▶ _TEXTO_:
--*--

En el hipogeo de Longar

 

  Longar es el nombre de un arroyo o río cercano (río del Longar), que recorre, entre algunos chopos, la quebrada y el barranco, al este del megalito. A primeros de los noventa, acompañé al arqueólogo puentesino Javier Armendáriz, que acababa de descubrir, excavar y estudiar el hipogeo de Longar. En 1989, el vecino de Viana, Luis Arazuri, le había dado la pista y el punto exacto del dolmen que creía descubrir. Pero se trataba de algo más: una cámara sepulcral, excavada en la roca madre, accesible a través de una losa perforada, recubierta en su interior por un murete de piedra arenisca a seco; las tres  grandes piedras areniscas eran dos losas de la cubierta, una de ellas partida en dos y caída durante siglos sobre la cámara, colmatada luego con piedras por los habitantes del lugar. Aparecieron también los restos de un corredor previo, muy destruido por las posteriores labores agrícolas, del que sobrevivían las bases de tres ortostatos.

En los trabajos de excavación se encontraron restos óseos de al menos 114 individuos, de ambos sexos y de todas las edades (hasta los 40 años), cráneos sueltos, puntas de flecha en sílex, cuatro de ellas alojadas en diversos puntos de los esqueletos, de consecuencias mortales en tres de los casos. Se hallaron también catorce hojas y fragmentos de sílex, utilizados para la siega de cereal, un fragmento de molino plano y un pequeño cuenco de cerámica manufacturada. Y no otro ajuar de los habituales en estos sitios. Además de polen de cereal cultivado, se detectaron restos de pinos silvestre, encinas, robles, sauces, avellanos y alisos. de Debió de ser a mediados del tercer milenio a. C., cuando se hundió una de las losas del hipogeo, todavía en uso, que debió de durar unos 130 años, en la segunda mitad del cuarto milenio (en torno al 3630-3500 a. C.).

--*--

Registros de señalamiento de objetos nombrados:

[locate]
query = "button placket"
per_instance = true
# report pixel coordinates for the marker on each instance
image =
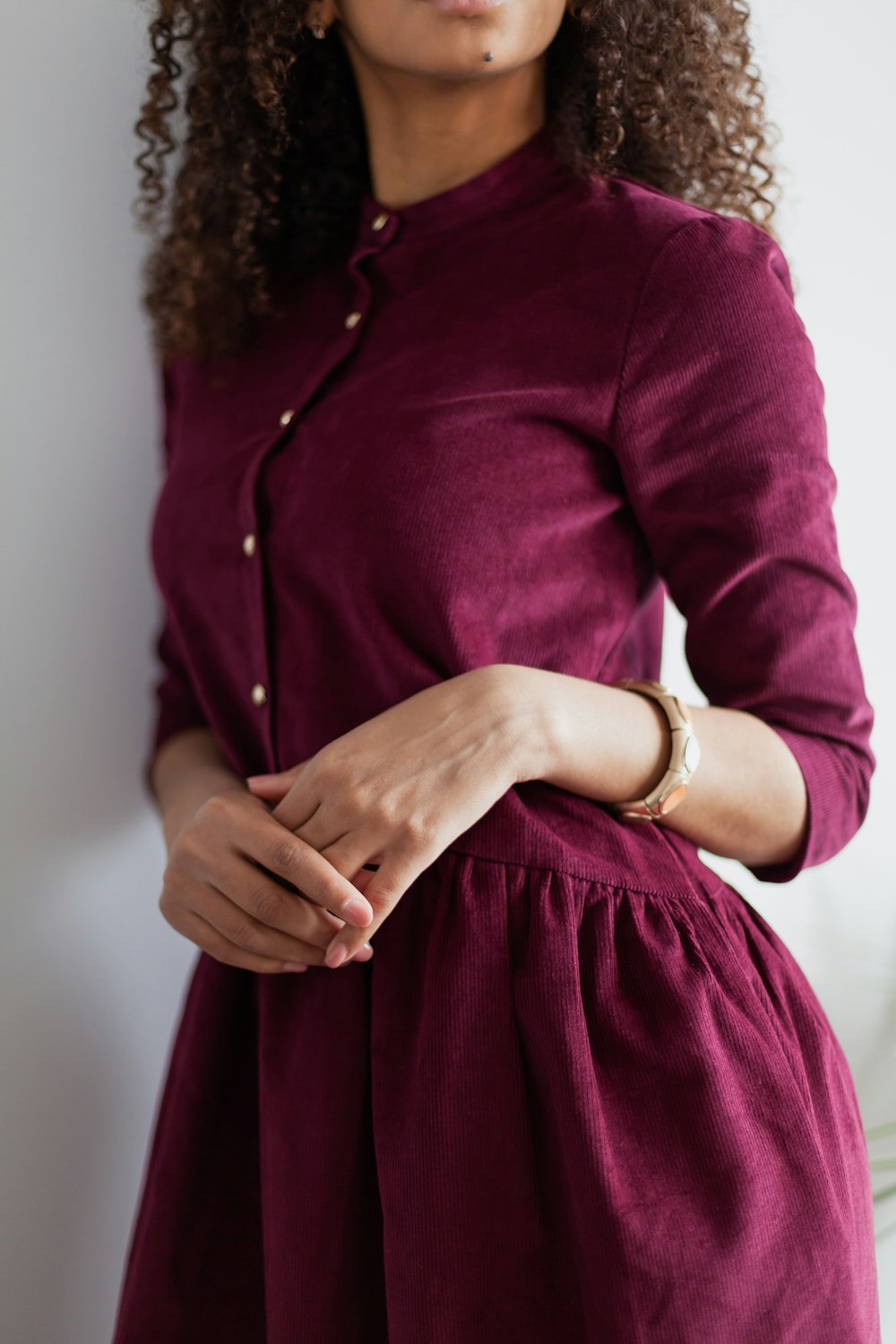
(376, 230)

--*--

▶ _INSTRUCCIÓN 1_:
Reescribe el fragmento del texto sobre el hipogeo de Longar que empieza en las palabras "En los trabajos" y termina tras "3630-3500 a. C.).", poniendo "molino de mano" donde dice "molino plano".
▶ _INSTRUCCIÓN 2_:
Responde a estas preguntas con lo que dice el texto sobre el hipogeo de Longar:
(a) ¿Quién dio en 1989 la pista del lugar al arqueólogo?
(b) ¿De cuántos individuos, como mínimo, se encontraron restos óseos?
(c) ¿Para qué se utilizaron las hojas y fragmentos de sílex hallados?

▶ _RESPUESTA FINAL 1_:
En los trabajos de excavación se encontraron restos óseos de al menos 114 individuos, de ambos sexos y de todas las edades (hasta los 40 años), cráneos sueltos, puntas de flecha en sílex, cuatro de ellas alojadas en diversos puntos de los esqueletos, de consecuencias mortales en tres de los casos. Se hallaron también catorce hojas y fragmentos de sílex, utilizados para la siega de cereal, un fragmento de molino de mano y un pequeño cuenco de cerámica manufacturada. Y no otro ajuar de los habituales en estos sitios. Además de polen de cereal cultivado, se detectaron restos de pinos silvestre, encinas, robles, sauces, avellanos y alisos. de Debió de ser a mediados del tercer milenio a. C., cuando se hundió una de las losas del hipogeo, todavía en uso, que debió de durar unos 130 años, en la segunda mitad del cuarto milenio (en torno al 3630-3500 a. C.).

▶ _RESPUESTA FINAL 2_:
(a) Luis Arazuri, vecino de Viana.
(b) De al menos 114 individuos.
(c) Para la siega de cereal.